(Excerpt from a dataset)
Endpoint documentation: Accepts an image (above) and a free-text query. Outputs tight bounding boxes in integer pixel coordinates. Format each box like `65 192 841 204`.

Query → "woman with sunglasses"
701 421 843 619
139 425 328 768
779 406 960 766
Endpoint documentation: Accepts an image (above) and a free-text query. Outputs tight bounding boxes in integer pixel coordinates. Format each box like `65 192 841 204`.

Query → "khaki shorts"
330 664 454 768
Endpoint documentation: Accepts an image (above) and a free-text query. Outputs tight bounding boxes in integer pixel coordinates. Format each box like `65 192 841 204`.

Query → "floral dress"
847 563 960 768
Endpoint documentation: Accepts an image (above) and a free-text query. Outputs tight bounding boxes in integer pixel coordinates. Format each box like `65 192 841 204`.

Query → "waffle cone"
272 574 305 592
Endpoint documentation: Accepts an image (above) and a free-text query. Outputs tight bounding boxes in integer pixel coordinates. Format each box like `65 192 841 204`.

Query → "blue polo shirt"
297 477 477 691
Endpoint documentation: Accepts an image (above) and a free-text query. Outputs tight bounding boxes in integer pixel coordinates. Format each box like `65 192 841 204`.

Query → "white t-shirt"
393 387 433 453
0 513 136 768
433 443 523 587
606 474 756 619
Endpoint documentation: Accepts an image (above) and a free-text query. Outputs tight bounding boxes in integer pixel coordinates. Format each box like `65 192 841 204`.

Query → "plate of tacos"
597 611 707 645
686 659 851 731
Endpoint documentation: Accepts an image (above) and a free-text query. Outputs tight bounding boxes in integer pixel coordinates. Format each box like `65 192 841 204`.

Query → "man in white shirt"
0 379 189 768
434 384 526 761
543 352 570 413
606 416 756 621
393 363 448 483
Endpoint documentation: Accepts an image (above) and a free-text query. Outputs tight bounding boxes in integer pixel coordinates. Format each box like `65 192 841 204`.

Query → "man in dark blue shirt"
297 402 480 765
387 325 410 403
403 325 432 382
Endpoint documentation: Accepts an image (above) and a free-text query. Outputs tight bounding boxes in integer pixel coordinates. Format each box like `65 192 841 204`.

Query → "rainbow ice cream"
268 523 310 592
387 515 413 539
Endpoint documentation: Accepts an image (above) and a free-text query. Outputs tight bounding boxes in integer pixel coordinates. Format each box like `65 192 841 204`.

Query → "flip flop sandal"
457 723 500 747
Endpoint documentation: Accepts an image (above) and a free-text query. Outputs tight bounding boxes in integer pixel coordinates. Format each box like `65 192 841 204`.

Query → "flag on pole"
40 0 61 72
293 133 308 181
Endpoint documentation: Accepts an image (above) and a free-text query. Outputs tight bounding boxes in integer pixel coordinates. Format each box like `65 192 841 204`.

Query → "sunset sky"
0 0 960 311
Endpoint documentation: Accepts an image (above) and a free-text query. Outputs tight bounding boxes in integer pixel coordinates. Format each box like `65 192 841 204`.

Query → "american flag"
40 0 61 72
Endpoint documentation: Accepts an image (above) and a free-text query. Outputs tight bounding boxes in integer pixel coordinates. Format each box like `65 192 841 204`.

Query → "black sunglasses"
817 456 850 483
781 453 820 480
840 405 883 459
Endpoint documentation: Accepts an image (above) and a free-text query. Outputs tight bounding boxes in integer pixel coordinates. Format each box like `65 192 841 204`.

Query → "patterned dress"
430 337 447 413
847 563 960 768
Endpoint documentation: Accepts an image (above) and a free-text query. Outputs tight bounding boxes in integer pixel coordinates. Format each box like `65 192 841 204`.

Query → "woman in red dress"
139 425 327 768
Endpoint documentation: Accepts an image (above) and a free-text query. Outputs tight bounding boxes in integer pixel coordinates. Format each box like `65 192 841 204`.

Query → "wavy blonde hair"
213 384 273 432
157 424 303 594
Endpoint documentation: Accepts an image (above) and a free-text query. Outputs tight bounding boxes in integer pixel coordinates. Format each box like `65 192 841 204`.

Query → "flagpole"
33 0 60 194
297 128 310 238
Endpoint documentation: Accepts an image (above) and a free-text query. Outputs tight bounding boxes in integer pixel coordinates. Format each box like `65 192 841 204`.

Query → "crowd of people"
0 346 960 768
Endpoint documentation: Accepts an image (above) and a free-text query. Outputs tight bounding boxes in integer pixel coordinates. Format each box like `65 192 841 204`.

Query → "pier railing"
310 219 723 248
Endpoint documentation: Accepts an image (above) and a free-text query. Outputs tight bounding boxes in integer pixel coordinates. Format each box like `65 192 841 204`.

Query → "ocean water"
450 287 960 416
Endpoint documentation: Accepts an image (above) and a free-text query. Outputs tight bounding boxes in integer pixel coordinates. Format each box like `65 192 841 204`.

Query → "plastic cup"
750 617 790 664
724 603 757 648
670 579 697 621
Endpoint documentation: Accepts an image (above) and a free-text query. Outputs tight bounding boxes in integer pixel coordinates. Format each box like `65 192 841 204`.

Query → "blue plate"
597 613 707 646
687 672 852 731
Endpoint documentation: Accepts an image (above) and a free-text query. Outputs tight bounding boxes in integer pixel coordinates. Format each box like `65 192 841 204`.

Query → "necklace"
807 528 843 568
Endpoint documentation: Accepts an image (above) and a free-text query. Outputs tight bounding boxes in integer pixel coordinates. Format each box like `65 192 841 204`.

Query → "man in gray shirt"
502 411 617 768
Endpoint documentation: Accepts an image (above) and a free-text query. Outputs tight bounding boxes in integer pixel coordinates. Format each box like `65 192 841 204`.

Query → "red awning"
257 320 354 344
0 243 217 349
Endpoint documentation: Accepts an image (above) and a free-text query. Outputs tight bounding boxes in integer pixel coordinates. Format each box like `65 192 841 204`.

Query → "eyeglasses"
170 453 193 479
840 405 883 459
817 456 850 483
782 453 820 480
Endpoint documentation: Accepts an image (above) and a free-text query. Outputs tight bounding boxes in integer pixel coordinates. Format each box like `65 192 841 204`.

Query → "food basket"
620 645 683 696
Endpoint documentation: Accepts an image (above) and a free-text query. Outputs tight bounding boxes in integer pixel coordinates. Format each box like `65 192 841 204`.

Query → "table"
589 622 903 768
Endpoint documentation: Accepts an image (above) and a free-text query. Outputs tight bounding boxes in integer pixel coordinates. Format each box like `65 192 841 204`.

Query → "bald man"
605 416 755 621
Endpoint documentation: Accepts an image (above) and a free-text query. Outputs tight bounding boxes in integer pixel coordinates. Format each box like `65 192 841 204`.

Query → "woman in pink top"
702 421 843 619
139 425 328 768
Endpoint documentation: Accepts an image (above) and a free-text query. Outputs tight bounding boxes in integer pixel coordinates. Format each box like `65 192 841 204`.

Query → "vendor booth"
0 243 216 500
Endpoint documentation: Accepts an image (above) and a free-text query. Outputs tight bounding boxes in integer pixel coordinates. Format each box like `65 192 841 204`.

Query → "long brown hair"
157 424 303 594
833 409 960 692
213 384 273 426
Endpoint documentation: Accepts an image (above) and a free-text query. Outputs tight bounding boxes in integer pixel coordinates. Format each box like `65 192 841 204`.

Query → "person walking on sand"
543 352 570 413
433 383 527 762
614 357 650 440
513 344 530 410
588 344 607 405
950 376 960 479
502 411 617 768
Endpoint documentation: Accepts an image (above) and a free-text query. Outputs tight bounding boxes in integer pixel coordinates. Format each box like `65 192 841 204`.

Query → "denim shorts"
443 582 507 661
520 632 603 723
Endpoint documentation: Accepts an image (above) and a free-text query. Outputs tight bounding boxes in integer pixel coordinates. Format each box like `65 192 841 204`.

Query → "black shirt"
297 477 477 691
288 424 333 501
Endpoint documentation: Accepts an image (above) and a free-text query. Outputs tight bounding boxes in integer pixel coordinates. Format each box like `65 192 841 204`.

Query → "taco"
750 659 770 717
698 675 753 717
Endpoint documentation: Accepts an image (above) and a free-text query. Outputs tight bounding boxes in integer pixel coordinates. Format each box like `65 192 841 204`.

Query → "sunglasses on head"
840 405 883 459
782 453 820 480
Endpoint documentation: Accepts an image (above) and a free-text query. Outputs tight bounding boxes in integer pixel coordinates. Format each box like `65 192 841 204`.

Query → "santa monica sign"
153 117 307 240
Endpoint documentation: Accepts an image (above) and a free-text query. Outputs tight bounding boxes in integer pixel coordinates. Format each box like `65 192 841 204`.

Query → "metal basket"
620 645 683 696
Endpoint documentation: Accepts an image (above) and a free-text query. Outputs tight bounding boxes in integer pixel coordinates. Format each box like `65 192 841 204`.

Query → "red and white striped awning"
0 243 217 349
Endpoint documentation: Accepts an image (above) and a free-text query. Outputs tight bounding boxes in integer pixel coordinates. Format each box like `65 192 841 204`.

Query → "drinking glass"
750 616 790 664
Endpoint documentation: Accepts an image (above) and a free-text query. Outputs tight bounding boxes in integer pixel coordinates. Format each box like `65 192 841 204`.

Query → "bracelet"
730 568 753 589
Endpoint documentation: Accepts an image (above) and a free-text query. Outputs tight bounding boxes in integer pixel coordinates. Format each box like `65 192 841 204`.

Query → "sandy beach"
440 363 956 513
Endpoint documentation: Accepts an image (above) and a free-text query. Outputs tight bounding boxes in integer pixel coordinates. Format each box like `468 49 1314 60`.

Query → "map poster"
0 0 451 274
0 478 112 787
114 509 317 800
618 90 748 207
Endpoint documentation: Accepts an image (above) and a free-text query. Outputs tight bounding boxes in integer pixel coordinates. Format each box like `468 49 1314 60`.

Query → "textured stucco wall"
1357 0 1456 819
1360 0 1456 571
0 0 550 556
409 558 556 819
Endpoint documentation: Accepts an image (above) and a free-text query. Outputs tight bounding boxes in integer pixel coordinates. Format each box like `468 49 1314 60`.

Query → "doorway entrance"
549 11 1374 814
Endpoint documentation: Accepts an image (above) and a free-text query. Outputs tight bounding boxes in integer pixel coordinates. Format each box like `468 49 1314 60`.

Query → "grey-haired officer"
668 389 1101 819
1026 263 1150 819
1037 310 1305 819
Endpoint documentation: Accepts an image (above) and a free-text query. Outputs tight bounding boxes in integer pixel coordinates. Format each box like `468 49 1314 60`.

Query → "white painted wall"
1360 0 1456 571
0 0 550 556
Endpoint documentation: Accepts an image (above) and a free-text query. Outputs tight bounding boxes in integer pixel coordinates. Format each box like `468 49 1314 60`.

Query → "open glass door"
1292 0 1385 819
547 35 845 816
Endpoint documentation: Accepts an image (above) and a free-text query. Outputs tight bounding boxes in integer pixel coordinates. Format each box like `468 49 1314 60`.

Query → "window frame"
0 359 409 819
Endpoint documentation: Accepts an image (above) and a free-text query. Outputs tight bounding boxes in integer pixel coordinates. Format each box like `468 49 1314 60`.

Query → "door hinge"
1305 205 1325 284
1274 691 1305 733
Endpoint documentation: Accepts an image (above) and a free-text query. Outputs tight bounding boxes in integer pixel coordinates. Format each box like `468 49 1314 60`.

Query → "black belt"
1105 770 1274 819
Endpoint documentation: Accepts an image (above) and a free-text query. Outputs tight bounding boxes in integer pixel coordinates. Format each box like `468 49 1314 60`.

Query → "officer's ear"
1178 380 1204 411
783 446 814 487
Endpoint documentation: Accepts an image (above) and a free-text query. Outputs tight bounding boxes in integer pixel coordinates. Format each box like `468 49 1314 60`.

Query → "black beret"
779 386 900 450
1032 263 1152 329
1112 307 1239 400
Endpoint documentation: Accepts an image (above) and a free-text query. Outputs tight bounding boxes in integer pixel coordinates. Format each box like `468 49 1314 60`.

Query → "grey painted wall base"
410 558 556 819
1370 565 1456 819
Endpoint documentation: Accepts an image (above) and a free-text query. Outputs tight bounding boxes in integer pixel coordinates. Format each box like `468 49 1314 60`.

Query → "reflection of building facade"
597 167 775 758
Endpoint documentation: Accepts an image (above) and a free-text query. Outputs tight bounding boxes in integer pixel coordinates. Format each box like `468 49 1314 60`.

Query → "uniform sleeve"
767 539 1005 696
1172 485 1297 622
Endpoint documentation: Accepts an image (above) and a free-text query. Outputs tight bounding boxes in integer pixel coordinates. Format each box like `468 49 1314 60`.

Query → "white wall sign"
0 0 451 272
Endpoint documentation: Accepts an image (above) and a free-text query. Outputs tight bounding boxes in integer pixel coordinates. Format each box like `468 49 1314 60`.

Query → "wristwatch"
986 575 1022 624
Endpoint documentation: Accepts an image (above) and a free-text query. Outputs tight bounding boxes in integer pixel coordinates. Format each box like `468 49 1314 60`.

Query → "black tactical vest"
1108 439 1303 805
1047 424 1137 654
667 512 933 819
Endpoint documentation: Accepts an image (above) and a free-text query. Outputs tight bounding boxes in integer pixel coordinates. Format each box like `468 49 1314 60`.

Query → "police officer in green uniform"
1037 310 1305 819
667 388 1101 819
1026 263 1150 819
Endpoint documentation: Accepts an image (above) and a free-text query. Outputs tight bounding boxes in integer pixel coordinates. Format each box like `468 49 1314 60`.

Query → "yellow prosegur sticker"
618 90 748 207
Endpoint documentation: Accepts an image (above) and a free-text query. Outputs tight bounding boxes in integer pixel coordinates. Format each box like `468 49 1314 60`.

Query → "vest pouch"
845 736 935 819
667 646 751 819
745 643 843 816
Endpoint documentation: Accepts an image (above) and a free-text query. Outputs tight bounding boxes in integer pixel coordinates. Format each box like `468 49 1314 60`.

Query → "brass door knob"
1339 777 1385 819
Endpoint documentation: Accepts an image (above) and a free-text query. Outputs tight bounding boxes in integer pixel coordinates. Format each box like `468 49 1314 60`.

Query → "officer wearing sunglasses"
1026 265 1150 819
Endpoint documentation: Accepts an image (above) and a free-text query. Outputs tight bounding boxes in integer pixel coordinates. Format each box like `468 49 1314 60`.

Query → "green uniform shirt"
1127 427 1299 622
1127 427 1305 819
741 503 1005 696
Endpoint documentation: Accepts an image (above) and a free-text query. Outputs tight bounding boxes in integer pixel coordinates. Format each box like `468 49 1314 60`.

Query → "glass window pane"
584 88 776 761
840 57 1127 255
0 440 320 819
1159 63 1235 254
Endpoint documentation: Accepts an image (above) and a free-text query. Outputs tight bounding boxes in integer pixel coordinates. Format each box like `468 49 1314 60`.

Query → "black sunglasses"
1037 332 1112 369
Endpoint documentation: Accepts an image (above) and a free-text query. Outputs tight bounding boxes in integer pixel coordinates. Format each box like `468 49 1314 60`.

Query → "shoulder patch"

## EXERCISE DIRECTIONS
Return every line of the entries that contains the word "basket", matching case exactly.

## CORRECT RESULT
Query → "food basket"
Query → "metal basket"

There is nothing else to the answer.